== RECORDS FOR PROCESSING

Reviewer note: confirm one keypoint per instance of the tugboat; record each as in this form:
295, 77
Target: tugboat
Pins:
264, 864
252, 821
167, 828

====

Duplicate each of the records above word for word, leaving nothing out.

WRITTEN REPLY:
Reviewer note: confirm one keypoint per instance of the tugboat; record each as in this form:
295, 77
Target: tugboat
Pins:
264, 864
252, 821
167, 828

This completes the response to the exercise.